Return each of the following records unchanged, line for line.

— Provided data —
***
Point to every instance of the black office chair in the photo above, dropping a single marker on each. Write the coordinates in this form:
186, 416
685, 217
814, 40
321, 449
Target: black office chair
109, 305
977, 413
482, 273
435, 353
***
— Task result —
Point to every instance of the black office chair in the photo above, dropping a single marker on each. Write the coordinates in this form:
186, 416
685, 217
814, 40
321, 449
Target: black office chair
109, 305
977, 413
482, 273
435, 353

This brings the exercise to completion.